[BEGIN]

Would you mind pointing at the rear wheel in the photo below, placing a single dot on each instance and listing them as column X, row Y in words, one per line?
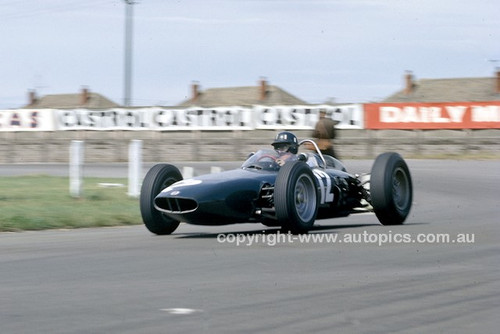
column 158, row 178
column 391, row 189
column 296, row 197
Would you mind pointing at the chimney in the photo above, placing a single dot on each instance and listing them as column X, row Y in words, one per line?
column 195, row 91
column 409, row 84
column 497, row 90
column 32, row 97
column 84, row 96
column 262, row 89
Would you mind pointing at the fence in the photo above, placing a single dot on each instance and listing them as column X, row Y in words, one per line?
column 112, row 146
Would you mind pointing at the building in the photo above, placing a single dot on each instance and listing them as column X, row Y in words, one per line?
column 448, row 90
column 262, row 94
column 84, row 99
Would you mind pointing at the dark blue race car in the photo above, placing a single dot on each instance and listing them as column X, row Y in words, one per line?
column 276, row 189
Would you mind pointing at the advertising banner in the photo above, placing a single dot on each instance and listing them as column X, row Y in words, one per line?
column 453, row 115
column 348, row 116
column 26, row 120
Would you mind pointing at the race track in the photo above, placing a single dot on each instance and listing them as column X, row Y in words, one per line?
column 439, row 273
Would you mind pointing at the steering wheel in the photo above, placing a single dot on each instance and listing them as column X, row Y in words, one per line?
column 266, row 156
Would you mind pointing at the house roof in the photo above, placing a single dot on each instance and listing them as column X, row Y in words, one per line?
column 448, row 90
column 242, row 96
column 67, row 101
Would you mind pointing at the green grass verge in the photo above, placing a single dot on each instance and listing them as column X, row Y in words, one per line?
column 43, row 202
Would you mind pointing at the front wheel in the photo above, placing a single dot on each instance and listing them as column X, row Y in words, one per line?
column 296, row 197
column 391, row 189
column 158, row 178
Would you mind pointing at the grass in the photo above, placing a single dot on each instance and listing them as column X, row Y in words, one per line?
column 43, row 202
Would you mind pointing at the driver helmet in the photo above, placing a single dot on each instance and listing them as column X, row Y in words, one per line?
column 286, row 142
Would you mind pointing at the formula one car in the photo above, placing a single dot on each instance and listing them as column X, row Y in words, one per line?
column 264, row 190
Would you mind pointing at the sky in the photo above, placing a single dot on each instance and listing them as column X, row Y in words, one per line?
column 343, row 51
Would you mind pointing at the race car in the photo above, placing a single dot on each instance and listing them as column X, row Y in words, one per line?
column 266, row 189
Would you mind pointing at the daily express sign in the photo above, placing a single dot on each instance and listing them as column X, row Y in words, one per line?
column 461, row 115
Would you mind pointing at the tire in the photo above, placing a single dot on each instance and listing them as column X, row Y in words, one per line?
column 296, row 197
column 158, row 178
column 391, row 189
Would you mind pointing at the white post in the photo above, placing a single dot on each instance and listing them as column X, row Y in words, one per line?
column 187, row 172
column 134, row 168
column 75, row 168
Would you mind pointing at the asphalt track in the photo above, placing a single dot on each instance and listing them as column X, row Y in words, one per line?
column 198, row 280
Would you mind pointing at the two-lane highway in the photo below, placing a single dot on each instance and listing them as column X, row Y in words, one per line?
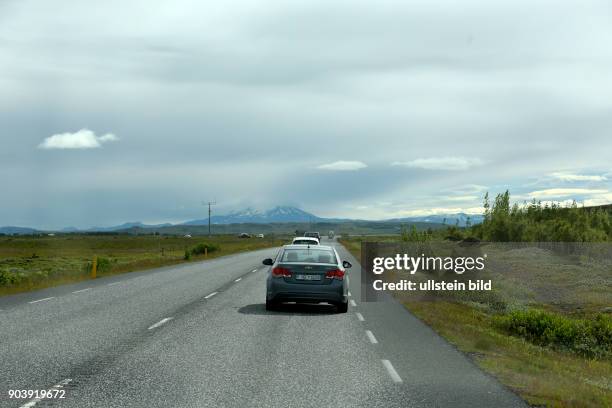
column 198, row 335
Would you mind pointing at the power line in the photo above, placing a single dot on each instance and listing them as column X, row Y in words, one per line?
column 209, row 203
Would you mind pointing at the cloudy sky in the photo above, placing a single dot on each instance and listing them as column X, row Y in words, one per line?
column 118, row 111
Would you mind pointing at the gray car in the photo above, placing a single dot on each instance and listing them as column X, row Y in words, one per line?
column 307, row 274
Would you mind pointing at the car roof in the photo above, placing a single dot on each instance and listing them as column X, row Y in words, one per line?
column 302, row 246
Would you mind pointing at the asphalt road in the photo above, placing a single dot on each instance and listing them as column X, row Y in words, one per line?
column 198, row 335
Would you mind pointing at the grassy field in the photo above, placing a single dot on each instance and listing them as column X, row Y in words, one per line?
column 570, row 291
column 28, row 263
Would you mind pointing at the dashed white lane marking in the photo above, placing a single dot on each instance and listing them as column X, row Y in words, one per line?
column 42, row 300
column 35, row 401
column 392, row 373
column 162, row 321
column 371, row 337
column 82, row 290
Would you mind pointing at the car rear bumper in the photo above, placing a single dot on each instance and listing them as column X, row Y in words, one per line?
column 280, row 291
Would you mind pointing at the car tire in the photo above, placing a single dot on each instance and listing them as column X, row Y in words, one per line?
column 270, row 305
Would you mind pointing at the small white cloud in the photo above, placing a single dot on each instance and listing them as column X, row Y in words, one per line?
column 577, row 177
column 565, row 192
column 343, row 166
column 441, row 163
column 83, row 139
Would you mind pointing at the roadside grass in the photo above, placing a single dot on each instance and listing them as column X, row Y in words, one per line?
column 536, row 289
column 542, row 376
column 30, row 263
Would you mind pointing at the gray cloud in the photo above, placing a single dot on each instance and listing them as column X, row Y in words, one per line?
column 242, row 101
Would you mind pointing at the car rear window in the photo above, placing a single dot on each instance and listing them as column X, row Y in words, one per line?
column 309, row 256
column 305, row 242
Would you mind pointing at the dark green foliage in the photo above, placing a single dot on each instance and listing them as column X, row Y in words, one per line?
column 413, row 235
column 202, row 248
column 534, row 222
column 587, row 337
column 103, row 265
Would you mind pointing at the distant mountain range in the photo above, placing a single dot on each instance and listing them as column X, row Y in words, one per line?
column 279, row 214
column 461, row 219
column 276, row 214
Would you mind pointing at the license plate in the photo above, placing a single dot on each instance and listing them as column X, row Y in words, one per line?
column 308, row 277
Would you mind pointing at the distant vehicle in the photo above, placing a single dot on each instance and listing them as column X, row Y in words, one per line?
column 307, row 275
column 305, row 241
column 313, row 235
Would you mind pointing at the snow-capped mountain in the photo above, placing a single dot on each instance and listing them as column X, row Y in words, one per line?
column 250, row 215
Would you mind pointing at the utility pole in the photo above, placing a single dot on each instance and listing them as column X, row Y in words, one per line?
column 210, row 203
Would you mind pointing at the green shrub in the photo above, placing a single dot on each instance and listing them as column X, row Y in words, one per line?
column 588, row 337
column 103, row 265
column 201, row 248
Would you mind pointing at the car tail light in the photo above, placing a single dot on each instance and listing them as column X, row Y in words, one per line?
column 280, row 272
column 335, row 274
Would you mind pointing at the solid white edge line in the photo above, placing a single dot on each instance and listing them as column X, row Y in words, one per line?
column 392, row 373
column 42, row 300
column 371, row 337
column 162, row 321
column 37, row 400
column 82, row 290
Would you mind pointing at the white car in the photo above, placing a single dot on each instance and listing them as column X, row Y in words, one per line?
column 305, row 241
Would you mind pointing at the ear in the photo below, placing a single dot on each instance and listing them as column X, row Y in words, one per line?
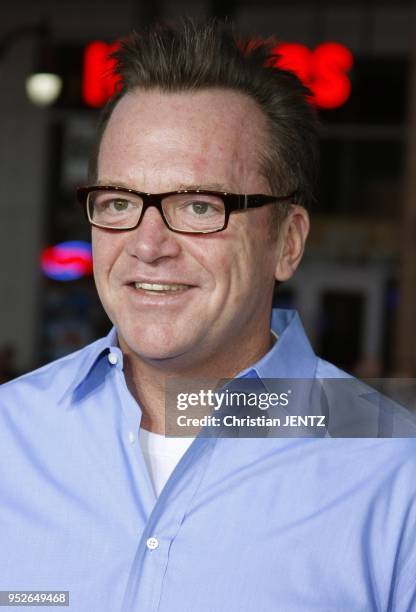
column 292, row 239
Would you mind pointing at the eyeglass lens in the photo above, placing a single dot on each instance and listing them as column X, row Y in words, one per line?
column 188, row 212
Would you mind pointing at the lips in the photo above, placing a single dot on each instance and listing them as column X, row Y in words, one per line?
column 161, row 287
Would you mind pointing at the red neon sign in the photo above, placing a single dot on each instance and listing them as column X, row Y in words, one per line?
column 99, row 81
column 324, row 70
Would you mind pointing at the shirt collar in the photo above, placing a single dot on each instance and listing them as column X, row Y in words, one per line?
column 290, row 357
column 90, row 357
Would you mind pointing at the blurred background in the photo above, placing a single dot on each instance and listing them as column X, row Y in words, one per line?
column 355, row 290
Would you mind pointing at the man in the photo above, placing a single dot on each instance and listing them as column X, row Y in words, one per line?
column 94, row 499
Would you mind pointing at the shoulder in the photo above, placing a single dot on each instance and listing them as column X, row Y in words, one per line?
column 53, row 379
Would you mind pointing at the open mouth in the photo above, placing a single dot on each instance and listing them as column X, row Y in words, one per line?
column 161, row 288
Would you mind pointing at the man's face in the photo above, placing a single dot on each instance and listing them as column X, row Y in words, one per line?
column 156, row 142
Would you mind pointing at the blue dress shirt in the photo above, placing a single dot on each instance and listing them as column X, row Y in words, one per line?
column 242, row 525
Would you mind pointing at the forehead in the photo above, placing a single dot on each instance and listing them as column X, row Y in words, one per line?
column 211, row 135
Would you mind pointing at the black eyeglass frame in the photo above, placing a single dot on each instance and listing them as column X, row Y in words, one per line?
column 232, row 202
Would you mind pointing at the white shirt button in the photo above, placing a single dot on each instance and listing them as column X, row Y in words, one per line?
column 112, row 358
column 152, row 543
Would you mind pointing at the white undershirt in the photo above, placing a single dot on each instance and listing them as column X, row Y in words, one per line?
column 162, row 454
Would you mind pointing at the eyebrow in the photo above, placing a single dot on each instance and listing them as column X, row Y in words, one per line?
column 181, row 187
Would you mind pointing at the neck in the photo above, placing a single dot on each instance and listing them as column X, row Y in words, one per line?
column 146, row 379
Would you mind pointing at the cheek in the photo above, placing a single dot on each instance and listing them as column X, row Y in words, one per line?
column 105, row 251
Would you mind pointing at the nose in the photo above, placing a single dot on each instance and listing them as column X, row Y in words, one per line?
column 152, row 240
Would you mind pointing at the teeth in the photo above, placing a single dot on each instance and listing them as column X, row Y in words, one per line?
column 156, row 287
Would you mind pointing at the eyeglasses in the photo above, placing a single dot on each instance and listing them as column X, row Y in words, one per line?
column 189, row 211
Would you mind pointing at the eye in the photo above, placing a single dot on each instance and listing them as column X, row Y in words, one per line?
column 202, row 208
column 113, row 205
column 118, row 205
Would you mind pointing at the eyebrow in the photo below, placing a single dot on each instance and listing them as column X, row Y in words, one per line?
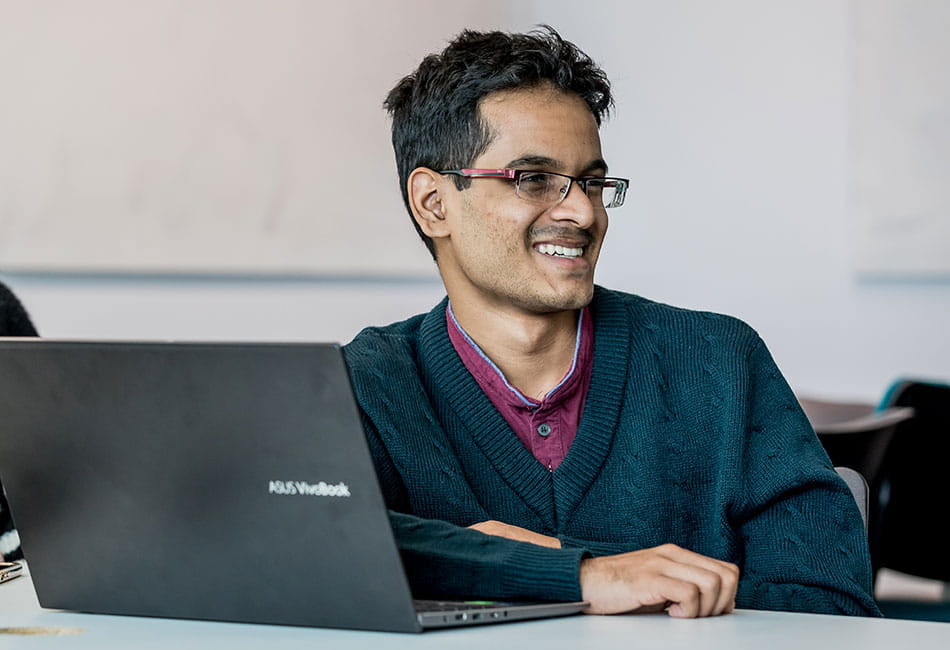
column 550, row 163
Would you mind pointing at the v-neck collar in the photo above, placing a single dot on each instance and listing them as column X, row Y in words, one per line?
column 447, row 379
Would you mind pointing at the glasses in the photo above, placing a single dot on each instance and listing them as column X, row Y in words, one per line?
column 550, row 188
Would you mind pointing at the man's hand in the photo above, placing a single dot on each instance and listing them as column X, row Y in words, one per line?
column 516, row 533
column 653, row 579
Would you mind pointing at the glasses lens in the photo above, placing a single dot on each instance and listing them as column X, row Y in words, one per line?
column 606, row 192
column 541, row 187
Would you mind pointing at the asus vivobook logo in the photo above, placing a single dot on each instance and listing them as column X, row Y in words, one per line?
column 321, row 489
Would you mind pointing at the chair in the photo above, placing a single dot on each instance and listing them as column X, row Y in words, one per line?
column 913, row 493
column 855, row 435
column 859, row 489
column 14, row 321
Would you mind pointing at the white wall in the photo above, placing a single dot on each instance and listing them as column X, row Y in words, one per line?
column 732, row 122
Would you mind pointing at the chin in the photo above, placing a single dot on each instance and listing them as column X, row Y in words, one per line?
column 566, row 301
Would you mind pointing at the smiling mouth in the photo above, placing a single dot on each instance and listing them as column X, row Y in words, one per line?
column 559, row 251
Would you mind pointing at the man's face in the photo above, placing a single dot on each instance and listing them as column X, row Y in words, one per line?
column 498, row 254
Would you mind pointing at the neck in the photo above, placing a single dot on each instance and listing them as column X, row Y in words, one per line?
column 534, row 351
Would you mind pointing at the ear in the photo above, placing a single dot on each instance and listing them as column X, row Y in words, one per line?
column 425, row 199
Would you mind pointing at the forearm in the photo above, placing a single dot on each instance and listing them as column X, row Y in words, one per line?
column 443, row 560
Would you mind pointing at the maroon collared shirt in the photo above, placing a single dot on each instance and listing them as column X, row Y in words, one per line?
column 546, row 427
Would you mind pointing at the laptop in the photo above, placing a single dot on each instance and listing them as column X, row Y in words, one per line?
column 214, row 481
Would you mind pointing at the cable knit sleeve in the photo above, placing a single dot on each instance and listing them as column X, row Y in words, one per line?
column 800, row 532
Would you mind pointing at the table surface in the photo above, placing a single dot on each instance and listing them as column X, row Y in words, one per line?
column 24, row 624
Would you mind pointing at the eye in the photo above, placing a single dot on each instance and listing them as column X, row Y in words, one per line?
column 534, row 179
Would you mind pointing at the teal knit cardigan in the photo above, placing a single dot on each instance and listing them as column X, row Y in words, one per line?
column 689, row 435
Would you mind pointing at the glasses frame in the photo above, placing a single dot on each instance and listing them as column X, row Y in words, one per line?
column 620, row 184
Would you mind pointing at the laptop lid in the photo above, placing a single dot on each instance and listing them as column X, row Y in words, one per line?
column 209, row 481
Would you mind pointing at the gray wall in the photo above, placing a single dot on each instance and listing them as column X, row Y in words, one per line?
column 733, row 123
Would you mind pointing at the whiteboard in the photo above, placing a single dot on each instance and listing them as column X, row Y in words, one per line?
column 900, row 141
column 210, row 136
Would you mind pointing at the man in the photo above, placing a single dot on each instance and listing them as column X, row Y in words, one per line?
column 540, row 437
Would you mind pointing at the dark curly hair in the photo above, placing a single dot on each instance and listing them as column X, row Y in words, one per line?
column 435, row 110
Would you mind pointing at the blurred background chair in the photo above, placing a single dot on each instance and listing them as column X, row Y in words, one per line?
column 912, row 505
column 859, row 489
column 855, row 435
column 902, row 447
column 14, row 321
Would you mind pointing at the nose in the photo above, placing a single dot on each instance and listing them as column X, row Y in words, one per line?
column 575, row 207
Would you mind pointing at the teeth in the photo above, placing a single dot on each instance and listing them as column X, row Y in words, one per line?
column 560, row 251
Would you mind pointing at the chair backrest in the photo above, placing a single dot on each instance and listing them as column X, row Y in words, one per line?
column 859, row 488
column 855, row 435
column 907, row 534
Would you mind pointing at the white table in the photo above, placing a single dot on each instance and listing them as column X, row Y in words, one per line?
column 744, row 629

[END]

◆ What is asked ◆
Rewrite the stretch of lines from the one containing "Would you mind pointing at the asphalt track" through the one containing "column 209, row 203", swapping "two-lane highway" for "four-lane highway" and changing nothing else. Leave the pictures out of your answer.

◆ Response to this exercise ◆
Would you mind pointing at the asphalt track in the photo above, placing a single dot on each instance and listing them as column X, row Y in words, one per line?
column 198, row 280
Would you mind pointing at the four-lane highway in the photo below, placing a single dot on each instance and listing them as column X, row Y in words, one per line?
column 198, row 335
Would you mind pointing at the power line in the photo above, placing a single dot on each instance and listing them as column X, row Y in words, one per line?
column 209, row 203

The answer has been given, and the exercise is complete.